Problem requirements: Which lines in the data below contain the string "window"? Locate each one and copy it out in full.

[Entries for pointing and labeling]
####################
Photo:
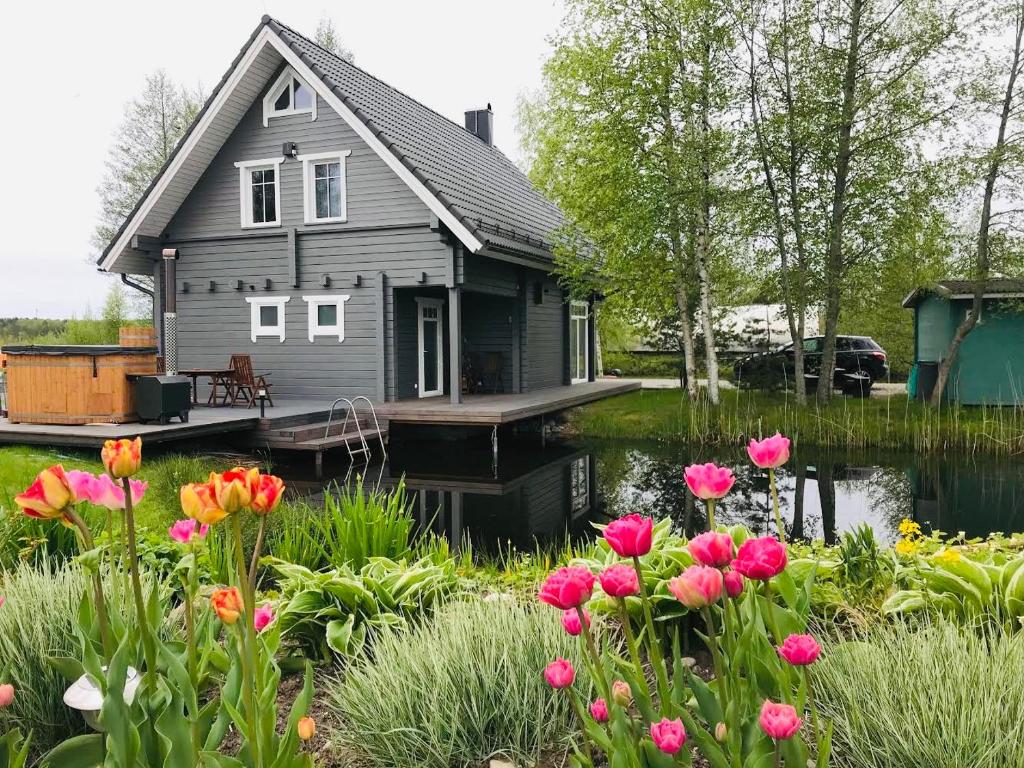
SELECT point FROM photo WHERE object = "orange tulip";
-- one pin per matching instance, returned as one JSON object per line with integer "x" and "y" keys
{"x": 226, "y": 604}
{"x": 199, "y": 503}
{"x": 267, "y": 495}
{"x": 122, "y": 458}
{"x": 235, "y": 488}
{"x": 48, "y": 496}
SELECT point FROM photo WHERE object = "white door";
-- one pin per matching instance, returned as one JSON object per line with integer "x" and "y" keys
{"x": 579, "y": 341}
{"x": 431, "y": 346}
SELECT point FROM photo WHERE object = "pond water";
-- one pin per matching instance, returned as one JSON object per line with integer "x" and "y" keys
{"x": 534, "y": 496}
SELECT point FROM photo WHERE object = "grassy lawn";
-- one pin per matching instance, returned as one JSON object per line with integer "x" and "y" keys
{"x": 895, "y": 422}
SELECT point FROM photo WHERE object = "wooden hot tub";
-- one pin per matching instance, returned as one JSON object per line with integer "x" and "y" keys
{"x": 85, "y": 384}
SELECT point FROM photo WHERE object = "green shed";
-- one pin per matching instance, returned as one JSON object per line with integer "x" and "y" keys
{"x": 989, "y": 369}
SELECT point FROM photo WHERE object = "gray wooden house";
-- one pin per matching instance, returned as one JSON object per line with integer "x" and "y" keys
{"x": 351, "y": 240}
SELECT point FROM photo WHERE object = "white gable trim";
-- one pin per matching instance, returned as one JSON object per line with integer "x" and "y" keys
{"x": 267, "y": 36}
{"x": 438, "y": 208}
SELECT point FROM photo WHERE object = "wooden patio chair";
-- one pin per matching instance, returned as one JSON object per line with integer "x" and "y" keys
{"x": 245, "y": 384}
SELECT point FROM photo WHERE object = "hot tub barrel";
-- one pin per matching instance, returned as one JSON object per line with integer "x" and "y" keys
{"x": 66, "y": 384}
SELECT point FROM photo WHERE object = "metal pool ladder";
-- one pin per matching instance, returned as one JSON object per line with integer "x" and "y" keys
{"x": 364, "y": 446}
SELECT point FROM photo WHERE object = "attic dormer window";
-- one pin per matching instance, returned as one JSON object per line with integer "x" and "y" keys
{"x": 289, "y": 95}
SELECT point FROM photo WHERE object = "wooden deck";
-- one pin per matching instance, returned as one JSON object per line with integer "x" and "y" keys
{"x": 492, "y": 410}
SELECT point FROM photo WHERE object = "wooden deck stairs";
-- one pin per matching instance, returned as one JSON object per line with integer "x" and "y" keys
{"x": 358, "y": 433}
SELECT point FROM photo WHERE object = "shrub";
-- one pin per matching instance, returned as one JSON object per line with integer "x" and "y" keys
{"x": 941, "y": 696}
{"x": 458, "y": 689}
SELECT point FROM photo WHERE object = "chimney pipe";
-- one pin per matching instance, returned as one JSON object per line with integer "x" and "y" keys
{"x": 170, "y": 310}
{"x": 481, "y": 124}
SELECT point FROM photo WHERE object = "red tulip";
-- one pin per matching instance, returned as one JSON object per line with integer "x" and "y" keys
{"x": 779, "y": 720}
{"x": 712, "y": 549}
{"x": 697, "y": 587}
{"x": 620, "y": 581}
{"x": 800, "y": 650}
{"x": 559, "y": 673}
{"x": 771, "y": 453}
{"x": 669, "y": 735}
{"x": 630, "y": 536}
{"x": 709, "y": 480}
{"x": 567, "y": 588}
{"x": 761, "y": 558}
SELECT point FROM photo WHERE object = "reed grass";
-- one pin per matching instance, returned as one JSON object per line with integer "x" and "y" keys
{"x": 892, "y": 423}
{"x": 939, "y": 696}
{"x": 464, "y": 686}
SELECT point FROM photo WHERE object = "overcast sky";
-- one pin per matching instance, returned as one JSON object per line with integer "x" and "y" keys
{"x": 72, "y": 67}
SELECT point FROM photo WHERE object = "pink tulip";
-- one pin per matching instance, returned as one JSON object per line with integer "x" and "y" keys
{"x": 733, "y": 583}
{"x": 761, "y": 558}
{"x": 800, "y": 650}
{"x": 567, "y": 588}
{"x": 771, "y": 453}
{"x": 570, "y": 621}
{"x": 712, "y": 549}
{"x": 183, "y": 530}
{"x": 559, "y": 673}
{"x": 620, "y": 581}
{"x": 630, "y": 536}
{"x": 669, "y": 735}
{"x": 697, "y": 587}
{"x": 262, "y": 616}
{"x": 779, "y": 720}
{"x": 709, "y": 480}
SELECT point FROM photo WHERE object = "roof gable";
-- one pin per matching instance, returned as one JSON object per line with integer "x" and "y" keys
{"x": 472, "y": 187}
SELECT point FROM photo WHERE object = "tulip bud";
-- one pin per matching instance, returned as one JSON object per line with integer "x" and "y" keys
{"x": 621, "y": 693}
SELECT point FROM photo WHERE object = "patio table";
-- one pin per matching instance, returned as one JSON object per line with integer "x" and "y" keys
{"x": 217, "y": 377}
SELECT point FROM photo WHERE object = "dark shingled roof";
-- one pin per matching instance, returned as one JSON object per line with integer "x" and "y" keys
{"x": 964, "y": 289}
{"x": 475, "y": 181}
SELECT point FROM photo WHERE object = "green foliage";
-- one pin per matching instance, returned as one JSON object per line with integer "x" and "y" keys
{"x": 461, "y": 687}
{"x": 38, "y": 621}
{"x": 941, "y": 696}
{"x": 339, "y": 610}
{"x": 895, "y": 422}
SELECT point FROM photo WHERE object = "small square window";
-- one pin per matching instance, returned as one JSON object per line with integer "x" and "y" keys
{"x": 327, "y": 315}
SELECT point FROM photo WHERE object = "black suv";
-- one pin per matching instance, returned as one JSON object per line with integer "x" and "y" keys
{"x": 859, "y": 363}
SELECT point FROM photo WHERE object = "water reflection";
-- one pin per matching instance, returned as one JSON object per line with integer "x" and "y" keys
{"x": 536, "y": 495}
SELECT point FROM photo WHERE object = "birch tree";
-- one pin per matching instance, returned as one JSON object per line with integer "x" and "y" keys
{"x": 999, "y": 164}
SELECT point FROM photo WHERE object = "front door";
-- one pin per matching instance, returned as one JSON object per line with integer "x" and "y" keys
{"x": 431, "y": 346}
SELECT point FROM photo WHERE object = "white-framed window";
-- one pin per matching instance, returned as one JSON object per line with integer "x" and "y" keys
{"x": 266, "y": 316}
{"x": 579, "y": 341}
{"x": 290, "y": 94}
{"x": 324, "y": 186}
{"x": 327, "y": 315}
{"x": 259, "y": 193}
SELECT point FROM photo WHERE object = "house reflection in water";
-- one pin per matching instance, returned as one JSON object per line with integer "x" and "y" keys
{"x": 530, "y": 498}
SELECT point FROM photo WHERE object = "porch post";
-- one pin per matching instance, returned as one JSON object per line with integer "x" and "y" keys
{"x": 455, "y": 344}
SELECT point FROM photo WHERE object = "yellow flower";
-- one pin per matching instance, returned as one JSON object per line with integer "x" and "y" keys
{"x": 905, "y": 547}
{"x": 908, "y": 528}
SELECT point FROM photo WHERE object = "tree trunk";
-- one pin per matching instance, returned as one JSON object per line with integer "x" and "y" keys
{"x": 982, "y": 257}
{"x": 702, "y": 245}
{"x": 834, "y": 261}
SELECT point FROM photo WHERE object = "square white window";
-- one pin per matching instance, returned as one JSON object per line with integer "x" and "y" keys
{"x": 266, "y": 316}
{"x": 327, "y": 315}
{"x": 289, "y": 95}
{"x": 324, "y": 181}
{"x": 259, "y": 185}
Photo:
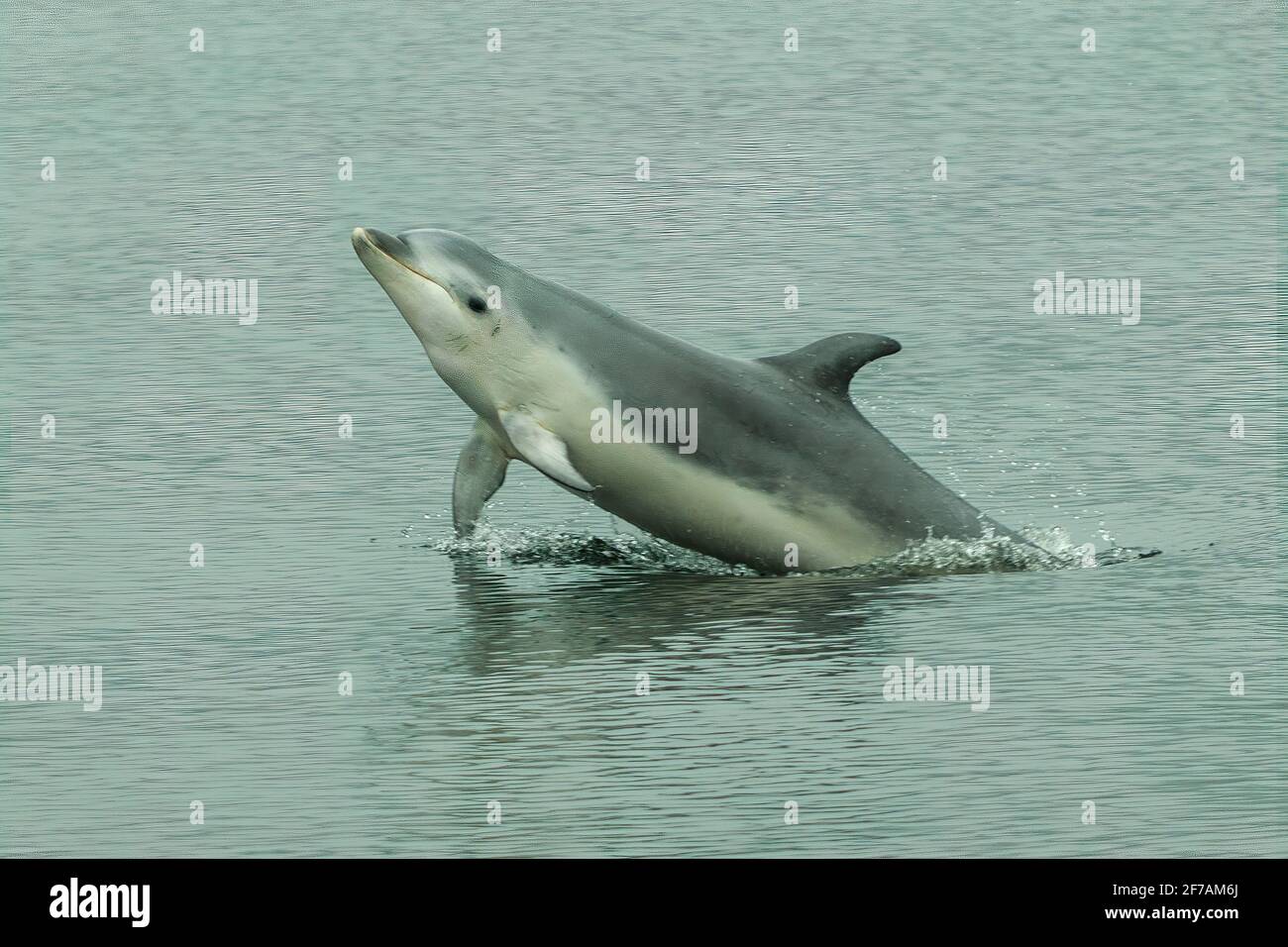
####################
Task solution:
SELECT point FROM photo WHERE object = "attic dormer window";
SELECT point FROM photo WHERE object = "small square window";
SELECT point FROM photo WHERE object = "white-framed window";
SELECT point FROM photo WHERE object = "square white window";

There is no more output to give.